§ Required task A
Answer these questions from the cult-cinema column, using what it states:
(i) According to its caption, in what year was Coffy released?
(ii) Which company is credited in the caption for Godzilla vs. Hedorah?
(iii) What does Bounding Into Comics offer as an escape from the sweaty wastelands?

§ Excerpt to read

<<<<

Dante’s Double Feature: The Summer Is Off To A Hot Start With ‘Sugar Hill’ And ‘Coffy’

Pam Grier in Coffy (1973) & Zara Cully in Sugar Hill (1974), American Intl. Pictures

Pam Grier in Coffy (1973) & Zara Cully in Sugar Hill (1974), American Intl. Pictures

The summer has arrived, friends and neighbors! No more pencils, no more books, but this teacher is still giving dirty looks. It is a time when the outside world beckons humanity to leave the indoors and go gather in cacophonous droves beneath the bright, unforgiving sun.

Godzilla appears in Godzilla vs. Hedorah (1971), Toho Co. Ltd.

We at Bounding Into Comics offer an escape from the sweaty wastelands with an ice-cold draft of weekend cult cinema to enjoy in the dark.

>>>>

§ Dataset rows

<<<<

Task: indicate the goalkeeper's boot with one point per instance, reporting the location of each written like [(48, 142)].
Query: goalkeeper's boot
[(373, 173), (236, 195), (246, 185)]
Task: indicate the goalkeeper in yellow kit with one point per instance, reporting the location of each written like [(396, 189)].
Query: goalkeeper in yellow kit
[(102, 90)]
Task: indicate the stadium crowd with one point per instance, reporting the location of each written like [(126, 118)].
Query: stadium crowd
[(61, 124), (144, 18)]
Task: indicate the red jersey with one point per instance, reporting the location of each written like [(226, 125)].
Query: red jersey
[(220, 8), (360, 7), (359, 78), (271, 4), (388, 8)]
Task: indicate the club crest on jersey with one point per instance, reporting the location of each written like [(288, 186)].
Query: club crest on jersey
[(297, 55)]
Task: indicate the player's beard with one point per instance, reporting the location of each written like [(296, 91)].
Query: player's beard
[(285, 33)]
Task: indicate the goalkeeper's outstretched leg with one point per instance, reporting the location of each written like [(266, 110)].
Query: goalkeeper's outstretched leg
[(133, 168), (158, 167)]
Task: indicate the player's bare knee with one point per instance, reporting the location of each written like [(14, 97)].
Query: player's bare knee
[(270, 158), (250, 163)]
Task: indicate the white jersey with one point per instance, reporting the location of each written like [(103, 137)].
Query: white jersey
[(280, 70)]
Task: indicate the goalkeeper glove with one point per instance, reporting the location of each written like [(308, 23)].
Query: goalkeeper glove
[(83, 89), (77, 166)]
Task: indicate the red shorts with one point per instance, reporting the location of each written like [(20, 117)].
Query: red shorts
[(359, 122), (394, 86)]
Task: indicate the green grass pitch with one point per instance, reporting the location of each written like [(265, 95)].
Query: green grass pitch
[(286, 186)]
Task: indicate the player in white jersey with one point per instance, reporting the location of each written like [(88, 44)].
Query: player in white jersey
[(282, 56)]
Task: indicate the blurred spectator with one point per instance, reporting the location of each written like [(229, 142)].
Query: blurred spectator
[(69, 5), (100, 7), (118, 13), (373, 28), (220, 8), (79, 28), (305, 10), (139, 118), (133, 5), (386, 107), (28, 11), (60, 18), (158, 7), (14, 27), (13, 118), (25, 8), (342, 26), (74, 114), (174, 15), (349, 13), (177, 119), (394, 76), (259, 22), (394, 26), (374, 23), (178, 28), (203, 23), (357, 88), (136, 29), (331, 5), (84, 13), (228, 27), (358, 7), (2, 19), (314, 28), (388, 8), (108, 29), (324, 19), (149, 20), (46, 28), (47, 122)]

>>>>

§ Required task B
From the listing, copy every line verbatim, starting at the line containing "Task: indicate the white" and ending at the line containing "[(359, 122), (394, 86)]".

§ Worked solution A
(i) 1973
(ii) Toho Co. Ltd.
(iii) An ice-cold draft of weekend cult cinema to enjoy in the dark.

§ Worked solution B
Task: indicate the white jersey with one point per instance, reporting the location of each written like [(103, 137)].
Query: white jersey
[(280, 70)]
Task: indicate the goalkeeper glove with one point per instance, reporting the location of each written like [(308, 23)].
Query: goalkeeper glove
[(83, 89), (77, 166)]
Task: indicate the red shorts with one point per instance, reporting the location of each written like [(20, 117)].
Query: red shorts
[(359, 122), (394, 86)]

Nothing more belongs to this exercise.